The Riddle of the Traveling Skull (Harry Stephen Keeler, Paul Collins) Review
The Riddle of the Traveling Skull (1934) is an incredible book and my sixth favorite novel of all time.* At the beginning of this story, the protagonist comes upon an oddly adorned human skull in a travel bag, and what follows is the wildly twisting investigation of the aforementioned cranial artifact.
After reading eighty pages of this work, I ordered a couple of other books by Harry Stephen Keeler, and before I had reached the end of the novel, three (not inexpensive) first editions where en route to my apartment. (The last time I was so enormously impressed by an author was when I discovered the impassioned and unhinged works of the versatile lunatic Norvell W. Page, who is my favorite writer.)
The midnight fever dream that Keeler builds in this novel is a confluence of magnificent coincidences, passionate asides, heaped minutiae, idiosyncratic characters, and blindsiding twists, where shocking plot revelations are followed by amazingly complex explanations.
The author's aptitude at setting expectations, inverting them, and then twisting them again and again (and yet again) is worthy of accolades, and what is most commonly discussed about his work, though he has other serious talents besides his notably convoluted plotting. The Riddle of the Traveling Skull often proves to be exceptionally moody-- Chapter XXIII is absolutely masterful in this regard. And in addition to his abilities with atmospherics, Keeler's humor is terrific and sharp, reminding me a bit of Mervyn Peake-- surprising exclamation points and odd diatribes burst from mouths of many of the characters of this richly realized world.

(Dataset items)
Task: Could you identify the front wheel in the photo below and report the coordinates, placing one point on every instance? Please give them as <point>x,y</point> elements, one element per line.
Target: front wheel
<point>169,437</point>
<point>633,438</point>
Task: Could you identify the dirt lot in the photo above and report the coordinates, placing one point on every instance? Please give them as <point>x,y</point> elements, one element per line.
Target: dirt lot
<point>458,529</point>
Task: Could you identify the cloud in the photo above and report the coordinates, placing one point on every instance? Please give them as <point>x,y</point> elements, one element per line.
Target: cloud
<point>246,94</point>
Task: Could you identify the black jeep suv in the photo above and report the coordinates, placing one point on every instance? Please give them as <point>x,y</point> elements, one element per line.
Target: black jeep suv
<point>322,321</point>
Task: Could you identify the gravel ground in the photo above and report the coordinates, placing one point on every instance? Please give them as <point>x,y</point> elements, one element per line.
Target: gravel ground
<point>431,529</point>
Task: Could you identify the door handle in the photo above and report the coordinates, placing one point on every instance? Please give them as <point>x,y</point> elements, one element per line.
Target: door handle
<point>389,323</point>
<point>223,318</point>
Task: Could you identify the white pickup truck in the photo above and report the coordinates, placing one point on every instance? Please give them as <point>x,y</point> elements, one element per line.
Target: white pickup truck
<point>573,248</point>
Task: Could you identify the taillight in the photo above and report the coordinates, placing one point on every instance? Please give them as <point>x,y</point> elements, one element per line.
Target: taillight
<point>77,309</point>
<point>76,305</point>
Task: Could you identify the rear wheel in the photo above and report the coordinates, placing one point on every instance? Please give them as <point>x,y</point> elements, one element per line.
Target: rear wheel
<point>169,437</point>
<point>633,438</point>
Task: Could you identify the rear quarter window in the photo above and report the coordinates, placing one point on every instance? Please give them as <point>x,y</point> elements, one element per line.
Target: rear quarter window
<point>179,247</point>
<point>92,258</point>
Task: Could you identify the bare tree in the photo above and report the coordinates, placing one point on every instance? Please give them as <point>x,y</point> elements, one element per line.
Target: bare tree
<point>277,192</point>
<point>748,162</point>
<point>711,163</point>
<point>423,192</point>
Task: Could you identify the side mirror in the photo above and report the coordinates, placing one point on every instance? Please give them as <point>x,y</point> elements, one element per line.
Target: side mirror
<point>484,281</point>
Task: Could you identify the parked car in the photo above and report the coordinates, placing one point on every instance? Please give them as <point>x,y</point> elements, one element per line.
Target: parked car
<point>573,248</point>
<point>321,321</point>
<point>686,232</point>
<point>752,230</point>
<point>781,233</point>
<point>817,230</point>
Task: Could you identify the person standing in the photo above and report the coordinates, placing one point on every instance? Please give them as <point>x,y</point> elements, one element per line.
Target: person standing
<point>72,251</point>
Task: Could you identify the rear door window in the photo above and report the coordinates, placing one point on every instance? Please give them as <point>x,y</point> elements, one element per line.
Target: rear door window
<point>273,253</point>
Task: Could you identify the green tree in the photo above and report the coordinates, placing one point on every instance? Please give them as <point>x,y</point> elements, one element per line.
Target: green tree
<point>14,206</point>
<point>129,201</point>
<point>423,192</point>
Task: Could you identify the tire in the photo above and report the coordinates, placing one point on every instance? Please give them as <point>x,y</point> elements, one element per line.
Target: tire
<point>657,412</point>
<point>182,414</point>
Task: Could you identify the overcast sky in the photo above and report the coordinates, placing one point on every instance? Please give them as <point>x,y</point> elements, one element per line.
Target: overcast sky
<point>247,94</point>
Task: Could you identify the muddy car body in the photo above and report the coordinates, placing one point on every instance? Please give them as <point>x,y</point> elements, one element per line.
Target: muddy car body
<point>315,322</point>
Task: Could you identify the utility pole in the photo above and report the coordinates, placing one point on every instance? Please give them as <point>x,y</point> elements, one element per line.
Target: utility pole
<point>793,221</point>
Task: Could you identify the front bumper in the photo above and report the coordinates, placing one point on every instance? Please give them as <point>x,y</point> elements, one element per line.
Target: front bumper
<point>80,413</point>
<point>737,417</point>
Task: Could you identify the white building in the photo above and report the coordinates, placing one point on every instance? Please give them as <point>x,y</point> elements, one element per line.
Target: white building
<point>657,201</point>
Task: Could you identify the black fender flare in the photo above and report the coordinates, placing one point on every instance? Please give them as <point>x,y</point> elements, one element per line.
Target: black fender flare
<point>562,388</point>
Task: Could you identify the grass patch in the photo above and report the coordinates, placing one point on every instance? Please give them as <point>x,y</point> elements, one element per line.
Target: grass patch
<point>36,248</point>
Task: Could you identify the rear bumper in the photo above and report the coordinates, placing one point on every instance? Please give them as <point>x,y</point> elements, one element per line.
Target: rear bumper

> [What you have to do]:
Reproduce the passage of the book review that opens with the words containing "The author's aptitude" and closes with "richly realized world.", word for word.

> [Output of the exercise]:
The author's aptitude at setting expectations, inverting them, and then twisting them again and again (and yet again) is worthy of accolades, and what is most commonly discussed about his work, though he has other serious talents besides his notably convoluted plotting. The Riddle of the Traveling Skull often proves to be exceptionally moody-- Chapter XXIII is absolutely masterful in this regard. And in addition to his abilities with atmospherics, Keeler's humor is terrific and sharp, reminding me a bit of Mervyn Peake-- surprising exclamation points and odd diatribes burst from mouths of many of the characters of this richly realized world.